Natural-language object grounding data
- Opening Delimiter -

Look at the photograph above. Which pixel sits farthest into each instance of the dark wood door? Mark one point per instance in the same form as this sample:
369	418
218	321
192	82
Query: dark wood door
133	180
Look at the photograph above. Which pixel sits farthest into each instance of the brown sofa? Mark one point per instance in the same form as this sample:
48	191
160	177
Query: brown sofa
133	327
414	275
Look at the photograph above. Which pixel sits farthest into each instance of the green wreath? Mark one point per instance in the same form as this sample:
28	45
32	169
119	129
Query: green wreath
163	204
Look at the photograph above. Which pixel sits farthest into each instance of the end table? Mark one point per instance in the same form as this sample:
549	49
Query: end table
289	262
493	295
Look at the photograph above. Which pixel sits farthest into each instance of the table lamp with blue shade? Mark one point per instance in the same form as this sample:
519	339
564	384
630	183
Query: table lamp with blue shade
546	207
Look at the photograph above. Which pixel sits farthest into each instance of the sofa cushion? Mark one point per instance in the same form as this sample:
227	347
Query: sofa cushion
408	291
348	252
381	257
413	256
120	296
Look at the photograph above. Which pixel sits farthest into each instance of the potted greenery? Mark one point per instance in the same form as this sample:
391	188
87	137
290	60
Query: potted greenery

- Closing Delimiter -

▶ [What the task requires] From the records above, pull every line that has the string "potted" and copy it.

▶ [Result of the task]
Look at the photograph above. Which pixel sits farthest into each instance of the potted greenery? Mark one point per instance in the same form as this sample:
Query: potted greenery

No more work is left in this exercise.